(PROVIDED RECORDS begins)

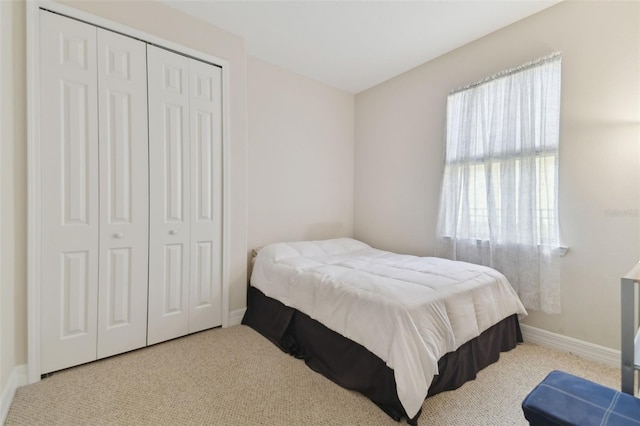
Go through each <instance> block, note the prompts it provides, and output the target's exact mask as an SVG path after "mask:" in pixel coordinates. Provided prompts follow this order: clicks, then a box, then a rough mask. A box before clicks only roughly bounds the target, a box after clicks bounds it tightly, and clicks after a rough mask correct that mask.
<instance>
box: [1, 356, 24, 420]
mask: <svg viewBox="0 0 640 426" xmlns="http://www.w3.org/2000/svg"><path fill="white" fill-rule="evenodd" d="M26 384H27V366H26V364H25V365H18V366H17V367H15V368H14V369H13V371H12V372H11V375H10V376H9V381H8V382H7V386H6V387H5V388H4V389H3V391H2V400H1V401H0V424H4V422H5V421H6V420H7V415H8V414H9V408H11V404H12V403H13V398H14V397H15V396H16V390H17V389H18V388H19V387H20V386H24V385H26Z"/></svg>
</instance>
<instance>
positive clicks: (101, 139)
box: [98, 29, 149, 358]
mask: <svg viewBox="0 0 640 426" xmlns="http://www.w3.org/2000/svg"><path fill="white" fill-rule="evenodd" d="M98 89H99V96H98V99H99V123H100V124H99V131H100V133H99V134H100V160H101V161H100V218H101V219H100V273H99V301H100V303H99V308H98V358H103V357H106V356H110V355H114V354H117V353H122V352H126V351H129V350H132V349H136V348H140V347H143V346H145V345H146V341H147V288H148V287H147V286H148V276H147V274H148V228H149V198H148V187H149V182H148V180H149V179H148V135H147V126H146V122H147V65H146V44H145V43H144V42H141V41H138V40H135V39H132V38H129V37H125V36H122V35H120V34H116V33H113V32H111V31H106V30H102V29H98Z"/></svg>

(PROVIDED RECORDS ends)

_WHAT THIS TASK INVOLVES:_ Nothing but the lines from the start of the listing through the line with "positive clicks: (101, 139)" belongs in the answer, each one retyped exactly and without pictures.

_WRITTEN ANSWER:_
Go through each <instance> block, note the prompts it provides, and output the target's exact mask as an SVG path after "mask:" in pixel coordinates. Provided prompts follow this order: clicks, then a box, then a rough mask. A box before clicks only roughly bounds the target, a box after clicks bounds it tightly, and clicks after a rough mask correct that mask.
<instance>
box: [1, 356, 24, 420]
mask: <svg viewBox="0 0 640 426" xmlns="http://www.w3.org/2000/svg"><path fill="white" fill-rule="evenodd" d="M26 384H27V366H26V364H25V365H18V366H17V367H15V368H14V369H13V371H12V372H11V375H10V376H9V381H8V382H7V386H6V387H5V388H4V389H3V391H2V400H1V401H0V424H4V422H5V421H6V420H7V415H8V414H9V408H11V404H12V403H13V398H14V397H15V396H16V390H17V389H18V388H19V387H20V386H24V385H26Z"/></svg>
</instance>
<instance>
positive clicks: (101, 139)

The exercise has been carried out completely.